Après la mort de Nicolas Diéterlé, sa famille a retrouvé les textes réunis dans le nouvel ouvrage intitulé Journal de Baden. L’auteur s’est consacré à l’écriture et à la peinture au détriment d’un métier plus lucratif avant de trouver un travail répondant à ses besoins au journal

Témoignage chrétien. Revenu en France après une enfance en Afrique, sans doute devait-il se sentir en exil. Cet Etre est en perpétuelle recherche de ce que l’on pourrait imaginer une essence. Aucune date ne ponctue le journal. Dans la préface au livre, Yves Leclair note que « si l’encre du stylo ou les couleurs du pinceau ont été chez Dierterlé le sang de sa plaie, le poète-peintre sut aussi, par intuition intime, que le poème et le tableau, certes inachevables, sont les seuls antidotes, provisoires, contre le venin du mal, de la mélancolie, de l’exil durable. »

## Consignes de travail
(1) Dans l'extrait sur le Journal de Baden, qui a rédigé la préface du livre ?
(2) Indiquez si chacune des affirmations suivantes concorde avec l'extrait sur le Journal de Baden, en répondant par oui ou par non et en citant les mots décisifs de l'extrait :
(a) Les entrées du journal sont datées.
(b) Les textes ont été retrouvés par la famille de Nicolas Diéterlé après sa mort.
(c) Nicolas Diéterlé a passé son enfance en Afrique.
(3) Reprenez l'extrait sur le Journal de Baden à partir de sa dernière phrase et poursuivez sa rédaction.

## Données fournies
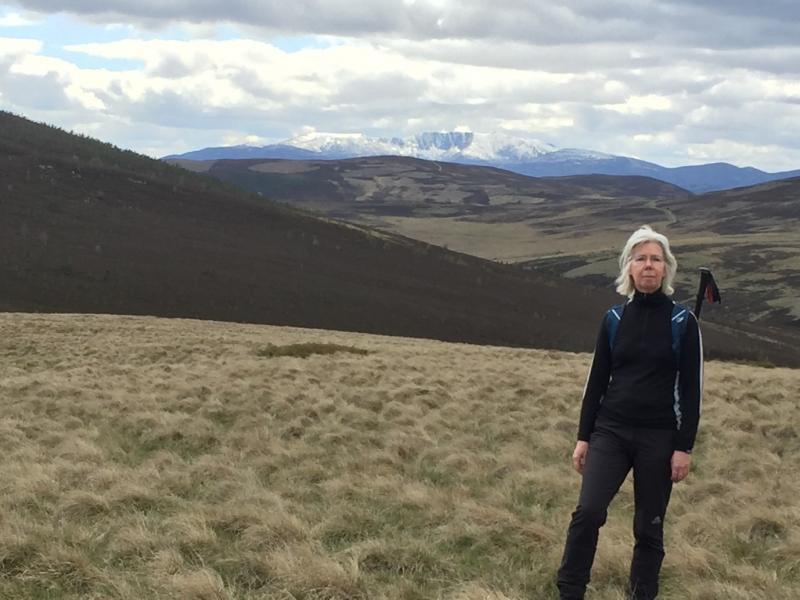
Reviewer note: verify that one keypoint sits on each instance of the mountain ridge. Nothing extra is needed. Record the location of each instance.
(529, 157)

## Réponses par tâche
(1) Yves Leclair.

(2)
(a) Non : « Aucune date ne ponctue le journal. »
(b) Oui : « Après la mort de Nicolas Diéterlé, sa famille a retrouvé les textes réunis dans le nouvel ouvrage intitulé Journal de Baden. »
(c) Oui : « Revenu en France après une enfance en Afrique »

(3)
Des notations sur la nature et la perception qu’il en a reflètent ses états d’âme du moment. La forêt est comme un grand retour à l’origine. Il y est nu dans la nudité. Et « plus rien ne s’interpos[e] entre elle et [lui] ». Le motif de la caverne lui fait suite. Non loin de ces lieux, l’araignée et sa toile reviennent obstinément dans l’imaginaire avec l’angoisse que cela suppose et presque en opposition avec les lieux de prédilection où « tout vibr[e] de nudité ».

Diéterlé nous rappelle la nécessité de rejoindre son Etre. Ainsi est-il possible de se sentir « pacifié » et « abandonné » en harmonie avec la nature simple : les oiseaux « se perchent sur [ses] épaules ». S’identifiant à la nature ou y projetant ses joies, ce sont aussi ses angoisses qui transparaissent comme avec ces « feuilles sur le sol » qui deviennent dans le regard du poète des « cœurs brûlés ». Dans cette recherche d’une tranquillité de l’âme, d’un état libéré et reposé, l’auteur vacille sans cesse entre deux âmes, l’une « enténébrée », l’autre « lumineuse ».

Nicolas Dieterlé, Journal de Baden, Arfuyen, collection Les vies imaginaires n°6, 2021, 16 €.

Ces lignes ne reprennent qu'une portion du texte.